(Saved entries)
▬▬▬▬▬▬
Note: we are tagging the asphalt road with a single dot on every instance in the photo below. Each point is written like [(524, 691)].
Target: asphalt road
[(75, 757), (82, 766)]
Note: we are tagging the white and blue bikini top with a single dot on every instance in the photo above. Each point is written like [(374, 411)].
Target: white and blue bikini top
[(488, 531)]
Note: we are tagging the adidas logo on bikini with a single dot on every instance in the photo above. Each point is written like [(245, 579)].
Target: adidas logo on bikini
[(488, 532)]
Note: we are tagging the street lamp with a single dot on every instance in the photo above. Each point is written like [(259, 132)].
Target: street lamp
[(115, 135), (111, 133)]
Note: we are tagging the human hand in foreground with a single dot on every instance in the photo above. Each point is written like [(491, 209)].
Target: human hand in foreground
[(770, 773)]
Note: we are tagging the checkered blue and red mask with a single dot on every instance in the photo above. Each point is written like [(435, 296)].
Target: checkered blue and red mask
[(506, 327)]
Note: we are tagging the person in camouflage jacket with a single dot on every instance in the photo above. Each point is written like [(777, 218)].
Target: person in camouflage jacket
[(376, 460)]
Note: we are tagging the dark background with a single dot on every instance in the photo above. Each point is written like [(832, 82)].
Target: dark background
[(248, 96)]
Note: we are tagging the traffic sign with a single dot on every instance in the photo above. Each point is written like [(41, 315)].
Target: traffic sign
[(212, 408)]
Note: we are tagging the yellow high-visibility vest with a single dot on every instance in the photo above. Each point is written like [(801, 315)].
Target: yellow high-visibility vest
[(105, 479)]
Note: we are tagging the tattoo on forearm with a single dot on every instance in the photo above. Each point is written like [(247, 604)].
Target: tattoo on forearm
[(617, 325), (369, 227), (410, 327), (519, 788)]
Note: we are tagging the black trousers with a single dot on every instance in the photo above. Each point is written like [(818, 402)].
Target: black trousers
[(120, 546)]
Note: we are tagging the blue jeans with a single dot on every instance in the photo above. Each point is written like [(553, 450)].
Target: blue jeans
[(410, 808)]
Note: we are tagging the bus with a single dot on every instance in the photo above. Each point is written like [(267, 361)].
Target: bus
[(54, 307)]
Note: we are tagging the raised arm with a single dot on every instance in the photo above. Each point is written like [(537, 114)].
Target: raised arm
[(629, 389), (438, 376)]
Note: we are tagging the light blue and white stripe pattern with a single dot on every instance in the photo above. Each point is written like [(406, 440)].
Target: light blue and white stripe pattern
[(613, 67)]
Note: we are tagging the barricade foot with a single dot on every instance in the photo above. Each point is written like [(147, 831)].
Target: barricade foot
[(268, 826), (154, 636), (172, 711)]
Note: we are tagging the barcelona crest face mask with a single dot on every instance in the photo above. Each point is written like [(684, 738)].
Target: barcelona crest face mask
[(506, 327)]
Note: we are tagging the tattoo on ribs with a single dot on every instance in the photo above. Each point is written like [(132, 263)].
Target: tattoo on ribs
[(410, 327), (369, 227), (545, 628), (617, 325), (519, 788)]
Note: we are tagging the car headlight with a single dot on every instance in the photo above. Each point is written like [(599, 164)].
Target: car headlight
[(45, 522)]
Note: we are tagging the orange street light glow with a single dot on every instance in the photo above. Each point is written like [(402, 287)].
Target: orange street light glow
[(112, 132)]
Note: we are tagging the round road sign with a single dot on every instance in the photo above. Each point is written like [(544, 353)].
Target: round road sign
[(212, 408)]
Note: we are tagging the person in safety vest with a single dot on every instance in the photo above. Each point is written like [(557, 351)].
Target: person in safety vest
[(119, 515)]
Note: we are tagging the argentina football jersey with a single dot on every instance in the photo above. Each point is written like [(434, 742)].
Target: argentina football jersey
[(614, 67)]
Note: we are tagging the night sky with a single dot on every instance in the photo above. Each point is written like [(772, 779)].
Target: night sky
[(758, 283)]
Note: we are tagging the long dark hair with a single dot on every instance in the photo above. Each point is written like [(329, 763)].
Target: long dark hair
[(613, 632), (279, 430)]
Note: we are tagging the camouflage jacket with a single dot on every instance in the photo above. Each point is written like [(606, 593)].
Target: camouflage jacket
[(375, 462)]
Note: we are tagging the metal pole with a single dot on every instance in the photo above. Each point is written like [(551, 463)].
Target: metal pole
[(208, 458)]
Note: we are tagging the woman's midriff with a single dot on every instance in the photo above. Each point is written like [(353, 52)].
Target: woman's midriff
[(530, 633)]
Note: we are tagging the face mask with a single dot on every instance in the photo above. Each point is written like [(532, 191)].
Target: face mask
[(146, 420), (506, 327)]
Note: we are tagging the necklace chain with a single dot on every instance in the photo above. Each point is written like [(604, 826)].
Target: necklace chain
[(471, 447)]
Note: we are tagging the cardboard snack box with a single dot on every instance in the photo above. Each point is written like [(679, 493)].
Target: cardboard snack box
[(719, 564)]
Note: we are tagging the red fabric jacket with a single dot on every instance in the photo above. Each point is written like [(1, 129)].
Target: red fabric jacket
▬▬▬▬▬▬
TASK: Please write out the lines that run from the one with "Target: cardboard snack box" to the end of the records, both included, exactly as they appear.

RESPONSE:
Target: cardboard snack box
[(719, 564)]
Note: we are tagging the red fabric jacket with a single dot on every instance in the photo above. Each point is written like [(1, 129)].
Target: red fabric jacket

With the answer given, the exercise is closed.